_GOAL_: Reproduce everything from the start of the entries down to the line containing "[[0, 5, 479, 482]]", replacing "stone block wall" with "granite wall" and leaving the rest unchanged.

_INPUT DATA_:
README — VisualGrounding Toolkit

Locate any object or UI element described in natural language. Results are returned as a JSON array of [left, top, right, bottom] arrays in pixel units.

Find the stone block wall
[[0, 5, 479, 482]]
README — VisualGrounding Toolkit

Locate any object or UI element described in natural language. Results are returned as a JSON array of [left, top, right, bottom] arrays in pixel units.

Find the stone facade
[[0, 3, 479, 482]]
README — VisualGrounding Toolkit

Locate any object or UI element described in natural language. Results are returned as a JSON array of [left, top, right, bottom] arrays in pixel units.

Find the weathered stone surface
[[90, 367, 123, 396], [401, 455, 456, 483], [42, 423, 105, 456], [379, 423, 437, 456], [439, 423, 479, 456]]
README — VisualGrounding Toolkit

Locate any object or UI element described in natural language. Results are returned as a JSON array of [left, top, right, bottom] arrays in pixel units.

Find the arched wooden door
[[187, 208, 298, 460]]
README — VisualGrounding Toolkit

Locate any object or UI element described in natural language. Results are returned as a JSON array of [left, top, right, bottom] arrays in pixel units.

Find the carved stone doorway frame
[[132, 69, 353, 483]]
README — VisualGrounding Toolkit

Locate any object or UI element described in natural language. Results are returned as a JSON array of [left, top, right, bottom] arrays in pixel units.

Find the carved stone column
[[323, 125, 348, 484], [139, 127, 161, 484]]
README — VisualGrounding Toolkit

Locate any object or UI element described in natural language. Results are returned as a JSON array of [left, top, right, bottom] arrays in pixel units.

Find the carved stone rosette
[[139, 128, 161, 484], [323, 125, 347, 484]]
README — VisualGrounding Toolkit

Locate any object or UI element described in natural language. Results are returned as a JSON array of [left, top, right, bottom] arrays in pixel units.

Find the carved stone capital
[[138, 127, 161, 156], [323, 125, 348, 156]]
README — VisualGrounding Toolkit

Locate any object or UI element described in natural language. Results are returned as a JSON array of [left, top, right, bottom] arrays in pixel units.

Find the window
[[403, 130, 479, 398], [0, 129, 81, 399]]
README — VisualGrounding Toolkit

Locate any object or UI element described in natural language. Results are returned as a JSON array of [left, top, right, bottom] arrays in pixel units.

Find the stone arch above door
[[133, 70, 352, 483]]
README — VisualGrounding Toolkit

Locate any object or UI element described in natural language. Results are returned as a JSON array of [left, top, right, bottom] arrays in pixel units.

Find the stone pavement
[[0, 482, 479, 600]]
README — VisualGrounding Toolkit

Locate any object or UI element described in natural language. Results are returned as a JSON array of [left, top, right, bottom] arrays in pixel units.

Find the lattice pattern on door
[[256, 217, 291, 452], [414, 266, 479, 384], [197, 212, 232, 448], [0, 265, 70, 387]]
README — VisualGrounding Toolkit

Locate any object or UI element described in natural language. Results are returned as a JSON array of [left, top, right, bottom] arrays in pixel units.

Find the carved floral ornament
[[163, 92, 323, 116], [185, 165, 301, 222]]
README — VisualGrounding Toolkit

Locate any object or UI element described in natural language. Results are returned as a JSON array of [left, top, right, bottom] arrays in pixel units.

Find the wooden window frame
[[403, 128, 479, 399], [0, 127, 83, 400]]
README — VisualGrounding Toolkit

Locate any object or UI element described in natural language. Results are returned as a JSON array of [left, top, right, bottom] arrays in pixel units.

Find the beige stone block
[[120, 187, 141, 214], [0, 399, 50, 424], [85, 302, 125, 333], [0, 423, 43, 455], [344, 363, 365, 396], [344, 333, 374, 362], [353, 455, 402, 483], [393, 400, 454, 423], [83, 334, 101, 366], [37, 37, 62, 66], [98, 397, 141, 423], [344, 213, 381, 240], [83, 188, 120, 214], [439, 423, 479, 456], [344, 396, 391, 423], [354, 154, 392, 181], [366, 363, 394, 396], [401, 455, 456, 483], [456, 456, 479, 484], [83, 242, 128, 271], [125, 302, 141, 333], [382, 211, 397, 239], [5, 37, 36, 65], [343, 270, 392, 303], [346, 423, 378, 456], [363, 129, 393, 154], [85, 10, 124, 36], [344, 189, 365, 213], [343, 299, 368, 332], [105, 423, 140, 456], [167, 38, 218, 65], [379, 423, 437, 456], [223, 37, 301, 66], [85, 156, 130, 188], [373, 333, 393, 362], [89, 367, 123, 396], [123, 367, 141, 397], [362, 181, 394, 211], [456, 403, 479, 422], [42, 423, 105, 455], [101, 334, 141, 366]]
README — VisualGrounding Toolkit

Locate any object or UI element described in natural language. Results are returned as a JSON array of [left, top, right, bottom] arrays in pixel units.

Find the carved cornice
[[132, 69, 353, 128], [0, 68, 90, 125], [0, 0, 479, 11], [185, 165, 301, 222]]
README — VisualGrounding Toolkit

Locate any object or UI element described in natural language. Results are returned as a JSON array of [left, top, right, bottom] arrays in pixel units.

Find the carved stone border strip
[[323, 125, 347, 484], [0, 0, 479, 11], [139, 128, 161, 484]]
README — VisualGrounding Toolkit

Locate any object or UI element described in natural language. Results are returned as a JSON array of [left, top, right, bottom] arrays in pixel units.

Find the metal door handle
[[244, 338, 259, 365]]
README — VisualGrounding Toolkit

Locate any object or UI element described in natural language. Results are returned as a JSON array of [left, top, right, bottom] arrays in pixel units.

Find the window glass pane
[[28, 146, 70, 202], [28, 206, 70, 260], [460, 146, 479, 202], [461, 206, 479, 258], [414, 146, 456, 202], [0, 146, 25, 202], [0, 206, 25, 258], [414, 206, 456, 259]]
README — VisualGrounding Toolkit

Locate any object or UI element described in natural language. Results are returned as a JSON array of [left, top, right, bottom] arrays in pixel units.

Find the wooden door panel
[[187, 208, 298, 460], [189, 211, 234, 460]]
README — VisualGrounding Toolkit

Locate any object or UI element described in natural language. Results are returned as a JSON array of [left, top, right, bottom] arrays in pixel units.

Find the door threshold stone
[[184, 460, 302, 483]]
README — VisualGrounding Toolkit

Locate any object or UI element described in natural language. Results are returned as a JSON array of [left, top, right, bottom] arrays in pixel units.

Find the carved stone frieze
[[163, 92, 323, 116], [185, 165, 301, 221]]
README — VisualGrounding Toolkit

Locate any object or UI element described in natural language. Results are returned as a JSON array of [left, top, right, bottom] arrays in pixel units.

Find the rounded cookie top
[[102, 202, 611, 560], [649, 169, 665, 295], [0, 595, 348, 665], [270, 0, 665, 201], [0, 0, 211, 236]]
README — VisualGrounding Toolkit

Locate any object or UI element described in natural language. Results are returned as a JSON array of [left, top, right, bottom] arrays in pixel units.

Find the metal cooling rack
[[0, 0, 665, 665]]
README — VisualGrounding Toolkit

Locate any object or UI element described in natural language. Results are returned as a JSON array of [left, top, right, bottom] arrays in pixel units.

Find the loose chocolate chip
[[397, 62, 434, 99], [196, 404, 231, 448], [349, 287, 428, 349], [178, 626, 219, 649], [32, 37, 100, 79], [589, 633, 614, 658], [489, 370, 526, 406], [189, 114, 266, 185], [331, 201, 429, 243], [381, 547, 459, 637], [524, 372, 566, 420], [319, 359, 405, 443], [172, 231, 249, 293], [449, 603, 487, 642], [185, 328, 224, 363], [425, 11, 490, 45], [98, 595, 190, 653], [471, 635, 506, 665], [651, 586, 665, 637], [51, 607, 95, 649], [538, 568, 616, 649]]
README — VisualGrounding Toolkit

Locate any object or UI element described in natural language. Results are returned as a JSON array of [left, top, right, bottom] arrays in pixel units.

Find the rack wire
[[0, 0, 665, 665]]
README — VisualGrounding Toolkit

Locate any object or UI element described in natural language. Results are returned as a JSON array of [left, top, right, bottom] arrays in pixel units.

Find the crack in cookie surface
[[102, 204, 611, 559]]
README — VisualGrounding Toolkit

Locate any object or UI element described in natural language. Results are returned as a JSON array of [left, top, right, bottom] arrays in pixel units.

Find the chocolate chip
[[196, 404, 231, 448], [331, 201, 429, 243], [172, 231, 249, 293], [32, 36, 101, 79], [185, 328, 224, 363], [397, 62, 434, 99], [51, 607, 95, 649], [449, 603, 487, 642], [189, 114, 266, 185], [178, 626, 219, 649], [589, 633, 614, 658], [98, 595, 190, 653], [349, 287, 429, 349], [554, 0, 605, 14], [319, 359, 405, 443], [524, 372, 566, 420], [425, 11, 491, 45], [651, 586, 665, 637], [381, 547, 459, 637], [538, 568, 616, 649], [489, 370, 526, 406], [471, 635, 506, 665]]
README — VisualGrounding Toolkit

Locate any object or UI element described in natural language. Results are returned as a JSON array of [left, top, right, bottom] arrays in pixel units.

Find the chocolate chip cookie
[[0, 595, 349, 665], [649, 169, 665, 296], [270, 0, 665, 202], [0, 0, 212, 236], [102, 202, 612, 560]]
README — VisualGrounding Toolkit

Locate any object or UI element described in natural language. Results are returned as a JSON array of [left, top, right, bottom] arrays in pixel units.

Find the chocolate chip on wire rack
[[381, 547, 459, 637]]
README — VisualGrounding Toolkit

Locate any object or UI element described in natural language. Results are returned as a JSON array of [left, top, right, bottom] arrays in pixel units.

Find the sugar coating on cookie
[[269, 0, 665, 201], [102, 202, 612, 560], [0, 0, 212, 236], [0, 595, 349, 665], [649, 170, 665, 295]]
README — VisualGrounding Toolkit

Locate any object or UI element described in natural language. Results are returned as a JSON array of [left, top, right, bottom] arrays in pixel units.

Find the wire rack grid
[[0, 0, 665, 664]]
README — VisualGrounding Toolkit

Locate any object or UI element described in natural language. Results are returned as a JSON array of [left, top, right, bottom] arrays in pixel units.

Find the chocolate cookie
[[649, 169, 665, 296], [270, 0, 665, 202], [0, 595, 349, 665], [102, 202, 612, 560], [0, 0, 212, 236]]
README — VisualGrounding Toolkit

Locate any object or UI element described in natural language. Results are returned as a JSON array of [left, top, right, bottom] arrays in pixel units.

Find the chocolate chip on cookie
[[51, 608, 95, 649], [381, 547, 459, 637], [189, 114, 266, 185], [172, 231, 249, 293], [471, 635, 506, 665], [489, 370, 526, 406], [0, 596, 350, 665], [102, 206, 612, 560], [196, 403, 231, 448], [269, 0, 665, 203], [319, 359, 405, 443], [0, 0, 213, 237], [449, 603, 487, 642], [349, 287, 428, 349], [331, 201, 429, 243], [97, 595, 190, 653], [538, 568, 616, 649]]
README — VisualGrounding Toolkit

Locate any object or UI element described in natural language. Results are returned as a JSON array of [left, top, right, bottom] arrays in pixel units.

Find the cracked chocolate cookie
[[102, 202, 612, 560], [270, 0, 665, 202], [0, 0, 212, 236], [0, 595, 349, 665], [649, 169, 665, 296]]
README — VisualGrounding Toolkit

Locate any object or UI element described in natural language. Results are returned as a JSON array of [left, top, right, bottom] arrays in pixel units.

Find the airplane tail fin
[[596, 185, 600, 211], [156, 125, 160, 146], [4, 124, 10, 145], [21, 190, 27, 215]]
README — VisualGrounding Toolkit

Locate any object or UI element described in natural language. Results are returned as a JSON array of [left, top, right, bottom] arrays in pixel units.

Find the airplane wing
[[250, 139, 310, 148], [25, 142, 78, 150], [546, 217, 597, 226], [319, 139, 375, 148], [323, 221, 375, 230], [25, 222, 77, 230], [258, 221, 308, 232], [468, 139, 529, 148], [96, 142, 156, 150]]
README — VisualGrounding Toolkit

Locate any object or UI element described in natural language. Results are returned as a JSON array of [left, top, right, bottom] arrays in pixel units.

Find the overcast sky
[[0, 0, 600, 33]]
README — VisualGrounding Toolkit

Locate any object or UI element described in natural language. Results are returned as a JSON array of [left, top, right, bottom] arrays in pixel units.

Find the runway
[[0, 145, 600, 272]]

_COMPLETED TASK_:
README — VisualGrounding Toolkit

Locate any object or UI element described in natural language. Results are returned as a JSON array of [left, top, right, bottom] arrays in pixel units.

Find the granite wall
[[0, 5, 479, 482]]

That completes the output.